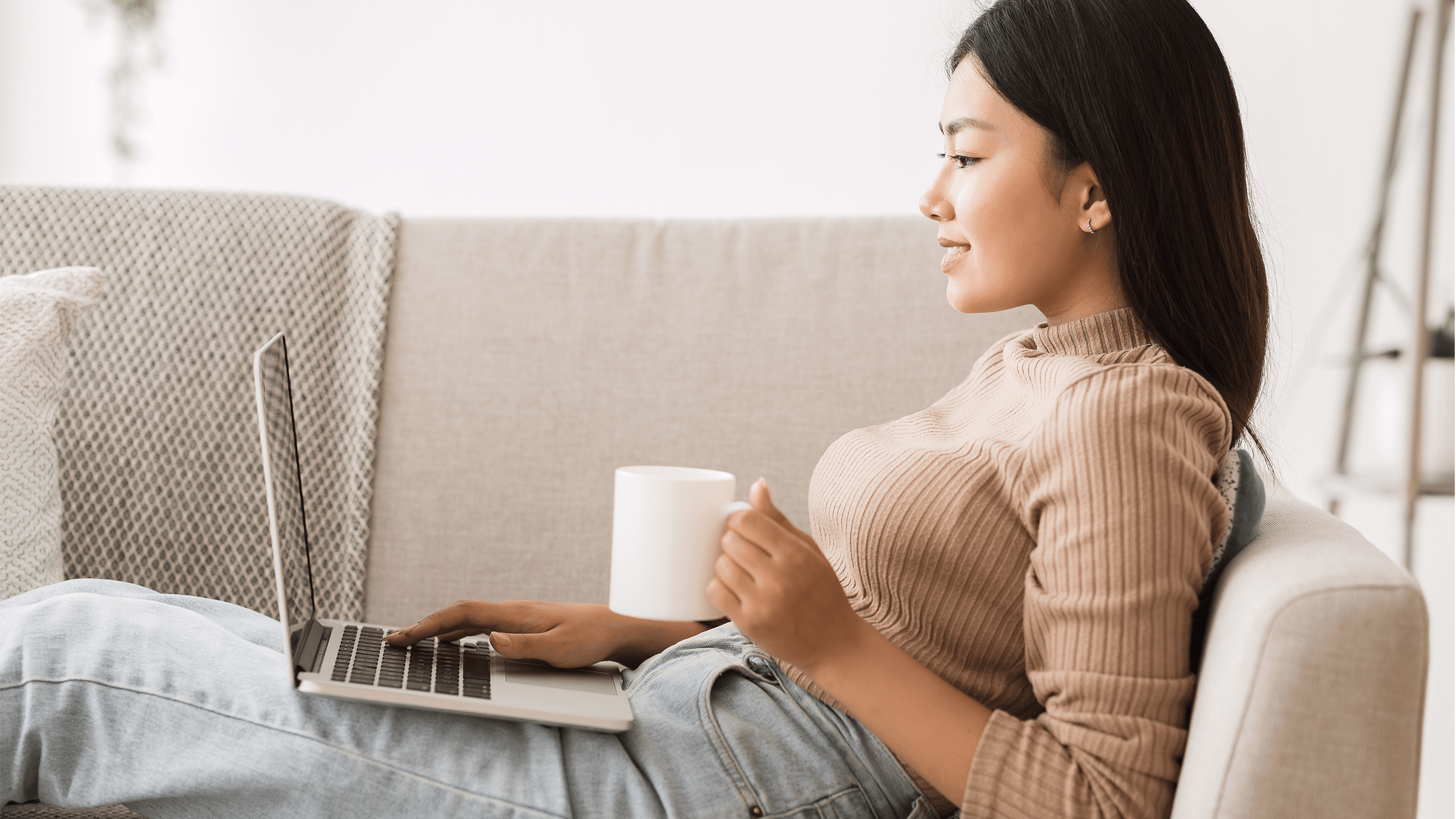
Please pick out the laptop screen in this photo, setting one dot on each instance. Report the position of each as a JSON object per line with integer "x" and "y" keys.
{"x": 285, "y": 487}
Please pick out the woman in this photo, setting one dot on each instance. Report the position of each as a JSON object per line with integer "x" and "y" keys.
{"x": 994, "y": 611}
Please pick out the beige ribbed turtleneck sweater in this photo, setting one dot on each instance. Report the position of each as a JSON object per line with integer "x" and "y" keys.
{"x": 1039, "y": 538}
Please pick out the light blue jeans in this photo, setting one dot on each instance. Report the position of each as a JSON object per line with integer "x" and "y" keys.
{"x": 180, "y": 707}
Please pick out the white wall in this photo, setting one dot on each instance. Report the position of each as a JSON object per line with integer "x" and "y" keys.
{"x": 657, "y": 108}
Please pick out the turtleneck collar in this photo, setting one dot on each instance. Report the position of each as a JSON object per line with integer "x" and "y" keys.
{"x": 1093, "y": 335}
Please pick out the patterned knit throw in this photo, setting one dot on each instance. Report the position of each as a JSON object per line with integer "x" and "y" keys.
{"x": 158, "y": 432}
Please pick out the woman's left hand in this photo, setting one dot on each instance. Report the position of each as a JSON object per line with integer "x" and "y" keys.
{"x": 775, "y": 584}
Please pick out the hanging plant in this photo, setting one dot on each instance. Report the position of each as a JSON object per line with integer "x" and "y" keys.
{"x": 137, "y": 49}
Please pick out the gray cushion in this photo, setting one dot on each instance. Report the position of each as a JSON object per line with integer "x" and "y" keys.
{"x": 528, "y": 359}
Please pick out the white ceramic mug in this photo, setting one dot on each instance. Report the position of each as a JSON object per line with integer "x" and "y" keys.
{"x": 667, "y": 525}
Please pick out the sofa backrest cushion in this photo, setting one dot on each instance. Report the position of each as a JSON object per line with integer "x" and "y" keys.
{"x": 158, "y": 429}
{"x": 528, "y": 359}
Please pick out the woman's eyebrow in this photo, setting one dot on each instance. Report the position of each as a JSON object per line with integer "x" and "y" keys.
{"x": 950, "y": 129}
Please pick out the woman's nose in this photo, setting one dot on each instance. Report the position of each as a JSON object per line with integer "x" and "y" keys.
{"x": 934, "y": 204}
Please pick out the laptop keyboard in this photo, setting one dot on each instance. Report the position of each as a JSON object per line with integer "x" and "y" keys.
{"x": 430, "y": 665}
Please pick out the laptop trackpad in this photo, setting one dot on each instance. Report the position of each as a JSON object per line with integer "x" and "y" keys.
{"x": 571, "y": 679}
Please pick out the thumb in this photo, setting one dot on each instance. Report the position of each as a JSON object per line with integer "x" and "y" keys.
{"x": 762, "y": 502}
{"x": 519, "y": 646}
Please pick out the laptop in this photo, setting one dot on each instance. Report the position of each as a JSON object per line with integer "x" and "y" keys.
{"x": 348, "y": 659}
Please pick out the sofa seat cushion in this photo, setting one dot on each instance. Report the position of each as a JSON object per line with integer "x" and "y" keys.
{"x": 35, "y": 809}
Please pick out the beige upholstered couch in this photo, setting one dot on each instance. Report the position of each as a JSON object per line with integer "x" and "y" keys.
{"x": 526, "y": 359}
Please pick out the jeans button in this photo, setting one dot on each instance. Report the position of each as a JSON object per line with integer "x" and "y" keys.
{"x": 762, "y": 666}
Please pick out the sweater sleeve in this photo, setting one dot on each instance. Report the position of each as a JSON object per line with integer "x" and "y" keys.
{"x": 1120, "y": 499}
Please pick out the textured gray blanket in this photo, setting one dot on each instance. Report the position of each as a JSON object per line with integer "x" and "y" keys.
{"x": 158, "y": 430}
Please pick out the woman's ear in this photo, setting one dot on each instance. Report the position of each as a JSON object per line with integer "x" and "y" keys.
{"x": 1090, "y": 200}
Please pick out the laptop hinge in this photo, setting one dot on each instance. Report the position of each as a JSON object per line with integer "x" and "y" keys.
{"x": 312, "y": 647}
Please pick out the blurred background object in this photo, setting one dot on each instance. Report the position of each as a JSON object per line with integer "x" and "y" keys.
{"x": 804, "y": 108}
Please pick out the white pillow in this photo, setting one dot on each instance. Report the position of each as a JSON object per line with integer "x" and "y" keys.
{"x": 37, "y": 315}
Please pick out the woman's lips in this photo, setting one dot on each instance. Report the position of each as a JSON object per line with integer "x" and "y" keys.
{"x": 952, "y": 257}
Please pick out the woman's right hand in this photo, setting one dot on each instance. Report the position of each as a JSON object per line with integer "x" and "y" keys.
{"x": 562, "y": 635}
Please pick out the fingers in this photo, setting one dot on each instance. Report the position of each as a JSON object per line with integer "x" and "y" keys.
{"x": 519, "y": 646}
{"x": 761, "y": 500}
{"x": 724, "y": 598}
{"x": 459, "y": 633}
{"x": 733, "y": 575}
{"x": 765, "y": 531}
{"x": 456, "y": 620}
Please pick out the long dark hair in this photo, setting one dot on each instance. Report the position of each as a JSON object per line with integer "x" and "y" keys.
{"x": 1139, "y": 89}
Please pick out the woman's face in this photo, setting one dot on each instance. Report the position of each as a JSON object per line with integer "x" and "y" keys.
{"x": 1016, "y": 228}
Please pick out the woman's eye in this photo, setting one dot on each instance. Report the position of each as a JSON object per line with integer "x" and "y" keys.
{"x": 962, "y": 161}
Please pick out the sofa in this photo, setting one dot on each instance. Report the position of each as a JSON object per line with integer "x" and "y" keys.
{"x": 525, "y": 359}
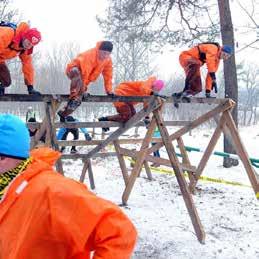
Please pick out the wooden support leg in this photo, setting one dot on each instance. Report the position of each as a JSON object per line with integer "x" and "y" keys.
{"x": 50, "y": 126}
{"x": 121, "y": 161}
{"x": 213, "y": 141}
{"x": 241, "y": 151}
{"x": 88, "y": 166}
{"x": 148, "y": 171}
{"x": 180, "y": 178}
{"x": 139, "y": 162}
{"x": 186, "y": 159}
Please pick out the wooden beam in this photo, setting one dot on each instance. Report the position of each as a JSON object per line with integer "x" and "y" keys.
{"x": 180, "y": 178}
{"x": 130, "y": 123}
{"x": 99, "y": 98}
{"x": 242, "y": 153}
{"x": 139, "y": 162}
{"x": 205, "y": 117}
{"x": 122, "y": 163}
{"x": 206, "y": 155}
{"x": 158, "y": 160}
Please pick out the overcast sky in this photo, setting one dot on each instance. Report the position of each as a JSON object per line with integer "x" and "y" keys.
{"x": 67, "y": 20}
{"x": 64, "y": 20}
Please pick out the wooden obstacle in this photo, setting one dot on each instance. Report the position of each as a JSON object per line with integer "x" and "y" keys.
{"x": 221, "y": 114}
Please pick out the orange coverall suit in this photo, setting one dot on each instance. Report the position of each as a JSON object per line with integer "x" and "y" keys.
{"x": 136, "y": 88}
{"x": 90, "y": 68}
{"x": 10, "y": 48}
{"x": 44, "y": 215}
{"x": 191, "y": 62}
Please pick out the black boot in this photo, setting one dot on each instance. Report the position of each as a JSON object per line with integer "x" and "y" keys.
{"x": 104, "y": 119}
{"x": 2, "y": 90}
{"x": 62, "y": 118}
{"x": 32, "y": 91}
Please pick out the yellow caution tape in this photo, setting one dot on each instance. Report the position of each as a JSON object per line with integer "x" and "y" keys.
{"x": 203, "y": 178}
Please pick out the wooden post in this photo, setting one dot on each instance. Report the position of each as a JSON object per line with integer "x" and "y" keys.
{"x": 213, "y": 141}
{"x": 148, "y": 171}
{"x": 50, "y": 126}
{"x": 241, "y": 151}
{"x": 88, "y": 167}
{"x": 121, "y": 161}
{"x": 180, "y": 178}
{"x": 139, "y": 162}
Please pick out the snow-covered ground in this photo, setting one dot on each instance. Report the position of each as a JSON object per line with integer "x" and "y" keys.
{"x": 229, "y": 214}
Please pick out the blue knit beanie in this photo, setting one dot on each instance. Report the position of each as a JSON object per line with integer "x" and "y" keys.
{"x": 227, "y": 49}
{"x": 14, "y": 137}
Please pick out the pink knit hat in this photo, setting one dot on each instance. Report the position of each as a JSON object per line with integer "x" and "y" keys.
{"x": 158, "y": 85}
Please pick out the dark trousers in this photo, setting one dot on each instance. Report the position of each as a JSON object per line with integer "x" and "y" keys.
{"x": 193, "y": 84}
{"x": 75, "y": 133}
{"x": 5, "y": 77}
{"x": 155, "y": 153}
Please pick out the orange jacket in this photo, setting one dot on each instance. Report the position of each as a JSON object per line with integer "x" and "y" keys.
{"x": 10, "y": 49}
{"x": 45, "y": 215}
{"x": 212, "y": 58}
{"x": 91, "y": 67}
{"x": 134, "y": 88}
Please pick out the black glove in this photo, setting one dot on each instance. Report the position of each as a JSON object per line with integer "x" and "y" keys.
{"x": 111, "y": 94}
{"x": 87, "y": 137}
{"x": 213, "y": 76}
{"x": 207, "y": 94}
{"x": 214, "y": 86}
{"x": 32, "y": 91}
{"x": 146, "y": 121}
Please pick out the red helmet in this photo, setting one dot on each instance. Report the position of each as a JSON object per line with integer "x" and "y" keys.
{"x": 33, "y": 35}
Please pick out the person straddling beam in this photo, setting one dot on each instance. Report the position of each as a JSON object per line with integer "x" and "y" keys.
{"x": 20, "y": 42}
{"x": 49, "y": 215}
{"x": 83, "y": 70}
{"x": 132, "y": 88}
{"x": 209, "y": 53}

━━━━━━━━━━━━━━━━

=== Prompt ===
Print only the lines from the one with "Please pick out the black glove" to the end of the records, both included.

=== Response box ===
Please pick out the black glove in this photo, setting one dot on each instance. Report the position of each as a JSON object per line with integer "x" and "y" keys.
{"x": 111, "y": 94}
{"x": 87, "y": 137}
{"x": 213, "y": 76}
{"x": 207, "y": 94}
{"x": 214, "y": 86}
{"x": 32, "y": 91}
{"x": 146, "y": 121}
Please pick out the red helmet in this photo, setting one dot on each instance. Report the position of each as a JSON object per line with integer "x" and "y" keys.
{"x": 33, "y": 35}
Please pick out the person straddling beam in this photo, setting one dot on each instance. Report the position of each as a JSON object per line with integer "x" and "y" keys.
{"x": 20, "y": 42}
{"x": 49, "y": 215}
{"x": 83, "y": 70}
{"x": 132, "y": 88}
{"x": 209, "y": 53}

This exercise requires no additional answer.